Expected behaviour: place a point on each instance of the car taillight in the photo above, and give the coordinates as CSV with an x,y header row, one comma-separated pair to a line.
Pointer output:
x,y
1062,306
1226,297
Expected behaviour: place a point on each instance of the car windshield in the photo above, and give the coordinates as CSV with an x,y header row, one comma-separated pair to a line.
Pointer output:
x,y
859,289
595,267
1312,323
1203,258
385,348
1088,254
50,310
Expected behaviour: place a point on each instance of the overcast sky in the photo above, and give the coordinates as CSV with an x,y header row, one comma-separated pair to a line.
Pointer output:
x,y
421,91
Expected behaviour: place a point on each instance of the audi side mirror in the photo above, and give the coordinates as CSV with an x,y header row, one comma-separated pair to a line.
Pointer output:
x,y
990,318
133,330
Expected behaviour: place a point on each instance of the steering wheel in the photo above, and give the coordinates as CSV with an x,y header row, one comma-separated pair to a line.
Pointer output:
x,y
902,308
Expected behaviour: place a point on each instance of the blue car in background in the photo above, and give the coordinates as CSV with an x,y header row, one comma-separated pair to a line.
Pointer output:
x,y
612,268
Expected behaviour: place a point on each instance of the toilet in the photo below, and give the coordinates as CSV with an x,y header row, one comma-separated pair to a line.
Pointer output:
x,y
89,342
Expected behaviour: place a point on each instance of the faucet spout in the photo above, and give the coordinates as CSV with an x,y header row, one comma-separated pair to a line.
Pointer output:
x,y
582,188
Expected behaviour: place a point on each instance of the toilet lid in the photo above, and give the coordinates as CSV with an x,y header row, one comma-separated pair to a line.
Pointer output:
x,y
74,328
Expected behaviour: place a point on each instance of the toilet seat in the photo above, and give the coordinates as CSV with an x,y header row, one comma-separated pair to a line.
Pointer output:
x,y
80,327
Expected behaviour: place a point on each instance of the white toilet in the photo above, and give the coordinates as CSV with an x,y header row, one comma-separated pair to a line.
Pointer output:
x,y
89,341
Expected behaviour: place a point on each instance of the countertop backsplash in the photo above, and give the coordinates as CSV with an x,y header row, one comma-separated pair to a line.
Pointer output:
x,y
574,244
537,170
※
- [ABOUT THIS TASK] The line containing "the toilet lid" marks the start; retype it and each line after it through the end of the records above, exactly.

- [ANSWER FOR THIS EXERCISE]
Expected behaviour: place a point on each instance of the toilet lid in the photo above, and give the coordinates as CSV with an x,y header row, one comma-separated pair to a line.
Pointer output:
x,y
74,328
Expected behaviour: place a point on each instance of the toilet seat in the photo above, and give the coordinates as CSV with an x,y header row, one comma-separated pair to a line.
Pointer output:
x,y
80,327
Expected behaviour: place a point on each instance of the white toilet in the photo above, and give the coordinates as CSV with an x,y header row, one comma-separated pair to a line.
Pointer output:
x,y
89,341
Expected behaviour: place a point on each instance of the countertop backsplash in the photo above, and give the coordinates as CSV with an x,y header row, one comma-separated pair to a line.
Pointer output:
x,y
574,244
537,170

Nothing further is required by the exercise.